EXCERPTED PASSAGE —
○ ○ ○ ○

$100 billion — that's how much the OECD says could be lost on an annual basis if negotiations to develop global cross-border tax rules collapse.
What's being negotiated:
- 137 countries came together in January to agree on new rules for taxing multinational corporations that do business globally.
- In particular, governments are looking to find a way to tax tech giants like Amazon and Facebook.
- These tech corps often book profits in low-tax countries like Ireland, allowing them to avoid paying taxes in higher tax jurisdictions where their customers reside.
What's the problem:
- Making a deal that satisfied so many different countries is tough.
- The Americans have pushed for a "safe harbour" rule that would allow companies to decide whether to subject themselves to either existing or future rules (an idea that nearly everyone else opposes).
- Low-tax countries want to keep profits booked in their countries so they can impose taxes themselves (albeit small ones).

○ ○ ○ ○

LISTED RECORDS —
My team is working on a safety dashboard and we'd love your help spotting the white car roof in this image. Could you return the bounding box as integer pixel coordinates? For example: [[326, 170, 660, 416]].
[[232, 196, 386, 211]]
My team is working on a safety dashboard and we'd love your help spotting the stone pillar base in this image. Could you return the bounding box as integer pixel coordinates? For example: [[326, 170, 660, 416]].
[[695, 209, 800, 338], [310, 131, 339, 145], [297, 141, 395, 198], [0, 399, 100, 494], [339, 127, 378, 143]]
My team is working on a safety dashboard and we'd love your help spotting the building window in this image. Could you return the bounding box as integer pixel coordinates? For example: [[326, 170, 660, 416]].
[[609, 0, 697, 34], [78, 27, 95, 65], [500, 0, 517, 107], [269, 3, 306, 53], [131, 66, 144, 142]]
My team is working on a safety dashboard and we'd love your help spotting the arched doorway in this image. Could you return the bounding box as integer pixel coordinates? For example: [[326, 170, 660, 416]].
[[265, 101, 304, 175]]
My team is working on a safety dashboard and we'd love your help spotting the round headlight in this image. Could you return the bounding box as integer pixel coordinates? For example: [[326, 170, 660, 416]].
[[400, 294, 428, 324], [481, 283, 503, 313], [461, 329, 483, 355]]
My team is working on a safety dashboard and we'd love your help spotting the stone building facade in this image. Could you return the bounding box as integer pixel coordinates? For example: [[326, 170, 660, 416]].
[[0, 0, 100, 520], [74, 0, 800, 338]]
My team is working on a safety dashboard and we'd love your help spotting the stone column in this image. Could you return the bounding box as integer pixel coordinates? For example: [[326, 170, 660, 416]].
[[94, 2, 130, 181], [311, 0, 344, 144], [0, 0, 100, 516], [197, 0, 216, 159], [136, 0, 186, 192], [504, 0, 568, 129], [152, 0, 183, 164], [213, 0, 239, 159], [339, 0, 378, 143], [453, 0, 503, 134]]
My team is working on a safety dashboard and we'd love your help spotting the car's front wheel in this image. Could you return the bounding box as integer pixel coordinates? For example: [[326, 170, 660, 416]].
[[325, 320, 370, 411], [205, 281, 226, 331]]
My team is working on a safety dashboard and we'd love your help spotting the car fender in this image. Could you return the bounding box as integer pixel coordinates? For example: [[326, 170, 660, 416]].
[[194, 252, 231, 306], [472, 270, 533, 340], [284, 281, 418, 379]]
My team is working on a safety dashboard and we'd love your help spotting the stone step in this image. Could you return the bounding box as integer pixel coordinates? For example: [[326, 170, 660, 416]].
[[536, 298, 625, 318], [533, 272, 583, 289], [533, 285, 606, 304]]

○ ○ ○ ○

TASK 1 — In the passage on global tax negotiations, how many countries came together in January to agree on new rules for taxing multinational corporations?
TASK 2 — Write the next part of the passage on global tax negotiations, picking up after its final sentence.
The records have nothing to do with the passage on global tax negotiations.

WRITTEN ANSWER 1 — 137 countries.

WRITTEN ANSWER 2 —
- A deal has yet to be reached, despite the deadline already being extended.
What's at stake:
- If a global agreement can't be reached, countries will impose their own national taxes on digital services.
- The U.S. government has threatened to retaliate with tariffs against any country that imposes taxes on U.S. based tech companies.
- The OECD projects trade disputes driven by this issue could reduce global GDP by as much as 1%.
Zoom out: With the global economy already knocked back by COVID, an international tarrif war could make things even worse.